Across all the records below, how many lines contain "grey"? Respond with only the number.

──────── EXCERPTED RECORDS ────────

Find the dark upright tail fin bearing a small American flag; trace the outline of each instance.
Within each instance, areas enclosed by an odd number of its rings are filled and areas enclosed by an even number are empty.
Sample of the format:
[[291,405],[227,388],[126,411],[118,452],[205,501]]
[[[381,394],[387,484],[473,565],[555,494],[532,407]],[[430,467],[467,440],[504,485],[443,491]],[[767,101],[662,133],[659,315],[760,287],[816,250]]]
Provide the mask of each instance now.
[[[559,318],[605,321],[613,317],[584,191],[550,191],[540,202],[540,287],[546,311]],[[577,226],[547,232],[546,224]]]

────────
──────── EXCERPTED RECORDS ────────

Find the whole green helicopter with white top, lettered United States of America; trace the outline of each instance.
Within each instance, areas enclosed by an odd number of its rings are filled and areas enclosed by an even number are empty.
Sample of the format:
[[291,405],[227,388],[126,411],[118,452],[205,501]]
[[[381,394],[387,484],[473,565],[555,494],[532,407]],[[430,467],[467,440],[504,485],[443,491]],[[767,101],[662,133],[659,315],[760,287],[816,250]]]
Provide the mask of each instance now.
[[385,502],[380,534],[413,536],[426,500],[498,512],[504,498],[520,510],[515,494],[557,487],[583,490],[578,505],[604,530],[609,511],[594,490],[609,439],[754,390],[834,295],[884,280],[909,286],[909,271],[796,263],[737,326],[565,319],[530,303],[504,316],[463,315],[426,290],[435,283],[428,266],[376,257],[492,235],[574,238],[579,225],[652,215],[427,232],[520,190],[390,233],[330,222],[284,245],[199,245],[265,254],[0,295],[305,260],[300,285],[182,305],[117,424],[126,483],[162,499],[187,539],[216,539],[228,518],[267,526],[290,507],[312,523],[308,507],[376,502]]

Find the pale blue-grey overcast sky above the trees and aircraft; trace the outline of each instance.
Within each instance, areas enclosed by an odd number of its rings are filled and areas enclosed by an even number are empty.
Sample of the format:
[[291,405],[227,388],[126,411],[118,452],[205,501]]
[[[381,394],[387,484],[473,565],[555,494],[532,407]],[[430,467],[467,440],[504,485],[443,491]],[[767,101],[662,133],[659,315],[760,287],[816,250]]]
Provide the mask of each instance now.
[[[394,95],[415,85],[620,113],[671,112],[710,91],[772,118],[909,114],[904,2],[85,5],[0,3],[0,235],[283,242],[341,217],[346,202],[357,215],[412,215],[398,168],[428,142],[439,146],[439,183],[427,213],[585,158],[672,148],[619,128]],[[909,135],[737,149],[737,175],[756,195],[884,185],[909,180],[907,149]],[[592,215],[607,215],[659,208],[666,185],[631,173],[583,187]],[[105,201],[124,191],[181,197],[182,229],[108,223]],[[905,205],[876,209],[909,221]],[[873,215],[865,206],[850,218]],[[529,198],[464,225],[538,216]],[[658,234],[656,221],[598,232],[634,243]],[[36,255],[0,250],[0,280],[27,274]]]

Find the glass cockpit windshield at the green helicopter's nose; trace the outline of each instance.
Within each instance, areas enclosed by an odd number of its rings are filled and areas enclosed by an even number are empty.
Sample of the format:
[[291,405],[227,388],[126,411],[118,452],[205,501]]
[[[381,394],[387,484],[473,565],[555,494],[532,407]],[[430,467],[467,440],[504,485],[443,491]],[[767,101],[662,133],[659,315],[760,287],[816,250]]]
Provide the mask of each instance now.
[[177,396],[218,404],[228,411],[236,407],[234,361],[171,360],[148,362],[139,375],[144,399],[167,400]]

────────
──────── EXCERPTED RECORDS ────────

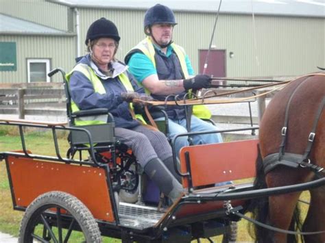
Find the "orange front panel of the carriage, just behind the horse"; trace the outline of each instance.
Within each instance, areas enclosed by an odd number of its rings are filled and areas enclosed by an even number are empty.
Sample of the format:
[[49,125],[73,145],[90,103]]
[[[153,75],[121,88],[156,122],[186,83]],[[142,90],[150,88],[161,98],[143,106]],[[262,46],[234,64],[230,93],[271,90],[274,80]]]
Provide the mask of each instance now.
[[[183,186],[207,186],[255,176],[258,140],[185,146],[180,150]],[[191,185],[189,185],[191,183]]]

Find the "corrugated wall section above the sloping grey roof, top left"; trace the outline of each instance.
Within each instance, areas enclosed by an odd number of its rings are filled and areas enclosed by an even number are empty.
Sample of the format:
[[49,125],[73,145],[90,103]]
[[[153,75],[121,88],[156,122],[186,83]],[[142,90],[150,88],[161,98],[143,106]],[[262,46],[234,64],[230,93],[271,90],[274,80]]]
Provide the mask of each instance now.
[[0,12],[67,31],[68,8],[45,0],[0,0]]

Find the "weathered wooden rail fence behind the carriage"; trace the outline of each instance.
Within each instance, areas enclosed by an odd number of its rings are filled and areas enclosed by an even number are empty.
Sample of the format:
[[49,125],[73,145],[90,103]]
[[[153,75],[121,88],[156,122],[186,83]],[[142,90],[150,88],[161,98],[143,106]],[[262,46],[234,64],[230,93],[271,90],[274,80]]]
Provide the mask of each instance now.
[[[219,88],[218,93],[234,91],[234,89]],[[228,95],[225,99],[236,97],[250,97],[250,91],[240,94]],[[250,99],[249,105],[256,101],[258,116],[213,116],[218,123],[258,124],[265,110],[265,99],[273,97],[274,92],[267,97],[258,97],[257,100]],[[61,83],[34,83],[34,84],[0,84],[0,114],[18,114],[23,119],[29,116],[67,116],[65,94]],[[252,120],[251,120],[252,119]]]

────────

§ **TASK SOLUTION**
2